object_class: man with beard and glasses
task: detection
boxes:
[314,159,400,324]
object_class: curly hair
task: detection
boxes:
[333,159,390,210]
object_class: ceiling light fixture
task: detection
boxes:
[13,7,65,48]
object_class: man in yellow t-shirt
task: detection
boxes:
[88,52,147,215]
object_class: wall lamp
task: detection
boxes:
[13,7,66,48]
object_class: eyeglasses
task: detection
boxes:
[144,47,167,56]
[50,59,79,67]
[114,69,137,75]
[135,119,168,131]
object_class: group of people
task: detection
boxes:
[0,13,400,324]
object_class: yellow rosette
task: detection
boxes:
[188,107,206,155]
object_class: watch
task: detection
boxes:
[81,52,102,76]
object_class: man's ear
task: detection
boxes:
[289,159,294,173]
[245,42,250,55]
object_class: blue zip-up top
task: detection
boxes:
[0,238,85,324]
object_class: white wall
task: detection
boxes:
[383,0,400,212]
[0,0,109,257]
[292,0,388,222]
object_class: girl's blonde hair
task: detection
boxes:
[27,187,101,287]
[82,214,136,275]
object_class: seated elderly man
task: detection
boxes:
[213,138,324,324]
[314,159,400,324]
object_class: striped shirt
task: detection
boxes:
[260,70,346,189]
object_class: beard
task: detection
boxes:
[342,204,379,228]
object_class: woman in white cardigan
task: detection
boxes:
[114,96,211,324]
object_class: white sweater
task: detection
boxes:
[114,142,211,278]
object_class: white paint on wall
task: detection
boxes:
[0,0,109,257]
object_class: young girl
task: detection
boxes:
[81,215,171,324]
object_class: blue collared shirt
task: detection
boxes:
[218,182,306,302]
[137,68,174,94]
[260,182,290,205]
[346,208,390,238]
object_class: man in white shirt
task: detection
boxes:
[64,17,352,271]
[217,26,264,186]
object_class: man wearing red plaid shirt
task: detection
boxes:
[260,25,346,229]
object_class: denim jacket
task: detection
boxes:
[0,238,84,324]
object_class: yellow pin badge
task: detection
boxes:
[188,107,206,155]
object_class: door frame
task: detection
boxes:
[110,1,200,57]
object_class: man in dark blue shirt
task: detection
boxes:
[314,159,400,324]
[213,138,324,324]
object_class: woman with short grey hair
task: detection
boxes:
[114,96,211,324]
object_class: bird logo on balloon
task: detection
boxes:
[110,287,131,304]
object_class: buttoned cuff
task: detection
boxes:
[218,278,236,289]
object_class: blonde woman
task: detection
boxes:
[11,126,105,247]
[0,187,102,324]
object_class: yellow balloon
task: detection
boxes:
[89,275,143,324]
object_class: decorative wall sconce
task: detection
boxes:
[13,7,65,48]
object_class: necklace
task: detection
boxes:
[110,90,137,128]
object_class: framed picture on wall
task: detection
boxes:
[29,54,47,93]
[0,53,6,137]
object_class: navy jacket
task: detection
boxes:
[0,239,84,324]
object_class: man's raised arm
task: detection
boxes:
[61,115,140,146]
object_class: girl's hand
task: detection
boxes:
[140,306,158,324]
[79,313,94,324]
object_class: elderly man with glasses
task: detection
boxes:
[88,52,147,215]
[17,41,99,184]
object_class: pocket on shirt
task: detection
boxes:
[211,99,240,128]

· · · · · · ·

- _DIRECTION_
Reproduce the items above verbatim, every line in its original order.

- _ANSWER IN FULL_
object_class: man with beard and glasses
task: detection
boxes:
[314,159,400,324]
object_class: curly hair
task: detection
boxes:
[333,159,390,210]
object_class: ceiling light fixture
task: detection
boxes:
[13,7,65,48]
object_class: man in yellow t-shirt
task: detection
boxes:
[88,52,147,215]
object_class: wall lamp
task: detection
boxes:
[13,7,66,48]
object_class: eyeglasses
task: detection
boxes:
[144,47,167,56]
[50,59,79,67]
[114,69,137,75]
[135,119,168,131]
object_class: group of people
task: detection
boxes:
[0,13,400,324]
object_class: yellow rosette
task: detection
boxes:
[188,107,206,155]
object_class: watch
task: detection
boxes:
[81,52,102,76]
object_class: man's ear
task: detection
boxes:
[289,159,294,173]
[245,42,250,55]
object_class: blue zip-up top
task: detection
boxes:
[0,238,85,324]
object_class: white wall
task: detection
boxes:
[383,0,400,212]
[0,0,109,257]
[292,0,388,222]
object_class: girl's blonde hair
task: detection
boxes:
[27,187,101,287]
[82,214,136,275]
object_class: seated elderly man
task: detection
boxes:
[213,138,324,324]
[314,159,400,324]
object_class: striped shirt
task: detection
boxes:
[260,70,346,189]
object_class: beard
task: detection
boxes:
[342,204,379,228]
object_class: woman in white cardigan
task: detection
boxes:
[114,96,211,324]
object_class: white sweater
task: detection
boxes:
[114,142,211,278]
object_class: white paint on wall
task: detection
boxes:
[0,0,109,257]
object_class: young girl
task: detection
boxes:
[81,215,171,324]
object_class: blue collared shirt
task: detection
boxes:
[218,182,306,302]
[137,68,174,94]
[260,182,290,205]
[346,208,390,238]
object_class: man in white shirt
task: detection
boxes:
[64,17,352,271]
[217,26,264,186]
object_class: man wearing red plaid shirt
task: detection
boxes:
[260,25,346,229]
object_class: denim jacket
task: detection
boxes:
[0,238,84,324]
object_class: yellow pin badge
task: detection
boxes:
[188,107,206,155]
object_class: door frame
task: detection
boxes:
[110,1,200,57]
object_class: man in dark blue shirt
task: detection
boxes:
[314,159,400,324]
[213,138,324,324]
object_class: woman with short grey hair
task: detection
boxes:
[114,96,211,324]
object_class: bird logo on balloon
task: detection
boxes:
[110,287,131,304]
object_class: buttoned cuff
task: detection
boxes:
[218,278,236,289]
object_class: blonde woman
task: detection
boxes:
[11,126,105,247]
[0,187,102,324]
object_class: yellow balloon
task: detection
boxes:
[89,275,143,324]
object_class: decorative wall sconce
task: detection
boxes:
[13,7,65,48]
object_class: necklace
task: detection
boxes:
[110,90,137,128]
object_class: framed picture on wall
task: detection
boxes:
[29,54,47,93]
[0,53,6,137]
object_class: navy jacket
task: detection
boxes:
[0,239,84,324]
object_class: man's raised arm
task: detection
boxes:
[61,115,140,146]
object_class: girl's hand
task: detection
boxes:
[140,306,158,324]
[79,313,94,324]
object_class: elderly man with glasses
task: detection
boxes:
[88,52,147,215]
[17,41,99,184]
object_class: pocket on shirt
task: detection
boxes:
[211,99,240,128]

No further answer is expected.